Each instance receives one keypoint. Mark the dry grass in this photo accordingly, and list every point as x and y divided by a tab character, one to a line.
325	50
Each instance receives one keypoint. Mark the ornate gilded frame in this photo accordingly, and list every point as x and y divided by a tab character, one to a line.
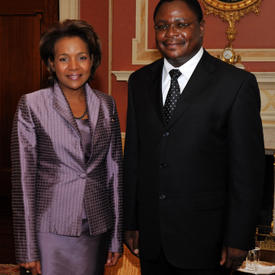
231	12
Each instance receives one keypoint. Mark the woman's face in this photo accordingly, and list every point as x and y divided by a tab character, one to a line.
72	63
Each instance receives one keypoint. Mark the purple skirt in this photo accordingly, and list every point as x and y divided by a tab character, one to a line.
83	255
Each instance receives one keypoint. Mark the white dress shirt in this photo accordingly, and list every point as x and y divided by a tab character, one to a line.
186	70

---

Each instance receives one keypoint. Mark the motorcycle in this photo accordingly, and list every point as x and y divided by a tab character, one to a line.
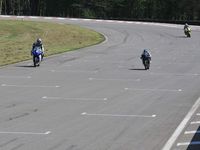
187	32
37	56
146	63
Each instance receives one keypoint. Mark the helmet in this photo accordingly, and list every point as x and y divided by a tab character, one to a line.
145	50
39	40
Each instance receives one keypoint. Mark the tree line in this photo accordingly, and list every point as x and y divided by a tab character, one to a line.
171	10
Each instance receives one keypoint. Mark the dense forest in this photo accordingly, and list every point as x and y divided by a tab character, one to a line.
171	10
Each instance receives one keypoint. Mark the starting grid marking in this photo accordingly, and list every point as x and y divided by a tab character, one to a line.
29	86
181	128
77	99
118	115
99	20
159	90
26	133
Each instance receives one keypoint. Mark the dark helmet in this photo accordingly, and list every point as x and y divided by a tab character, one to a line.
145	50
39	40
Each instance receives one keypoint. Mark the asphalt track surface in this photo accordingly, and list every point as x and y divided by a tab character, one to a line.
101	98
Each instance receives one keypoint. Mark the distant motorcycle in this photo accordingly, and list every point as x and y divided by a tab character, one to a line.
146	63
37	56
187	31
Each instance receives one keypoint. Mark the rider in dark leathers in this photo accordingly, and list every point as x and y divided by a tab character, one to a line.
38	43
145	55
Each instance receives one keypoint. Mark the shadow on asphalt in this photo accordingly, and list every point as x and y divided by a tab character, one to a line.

---

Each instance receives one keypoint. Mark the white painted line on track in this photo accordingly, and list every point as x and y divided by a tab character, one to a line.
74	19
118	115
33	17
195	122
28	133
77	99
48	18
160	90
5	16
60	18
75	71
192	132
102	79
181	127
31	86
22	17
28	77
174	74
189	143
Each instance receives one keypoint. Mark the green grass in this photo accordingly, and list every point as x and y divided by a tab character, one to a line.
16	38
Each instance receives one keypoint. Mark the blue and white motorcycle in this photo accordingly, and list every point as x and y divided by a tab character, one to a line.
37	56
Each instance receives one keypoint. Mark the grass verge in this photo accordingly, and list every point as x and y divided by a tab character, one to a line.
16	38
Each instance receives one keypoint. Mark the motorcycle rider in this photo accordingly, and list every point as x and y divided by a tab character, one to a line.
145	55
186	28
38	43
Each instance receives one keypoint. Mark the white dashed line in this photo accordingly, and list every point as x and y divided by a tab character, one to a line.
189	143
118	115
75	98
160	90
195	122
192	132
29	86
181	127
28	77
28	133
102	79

▶ _Exercise brief_
Reproduce the entries between the line holding "Each instance receives one keypoint. Mark the distant" and the line holding "Each instance receives one keypoint. Mark the shadow", inclusive, keeping every character unchanged.

▶ _Answer to this problem_
Each instance receives one keypoint. Mark the distant motorcycle in this photo accordingly, and list every point as x and y divided by a tab character, one to a line.
146	63
37	56
187	31
Each instance receives one keypoint. Mark the rider in dark leathers in this photo accordingly, and list every point as x and y divided by a tab character, one to a line.
38	43
145	55
Each instance receives one keypoint. Mark the shadow on asphalt in this photo accordingly, and list every point as x and y divided by a tab character, one to a line.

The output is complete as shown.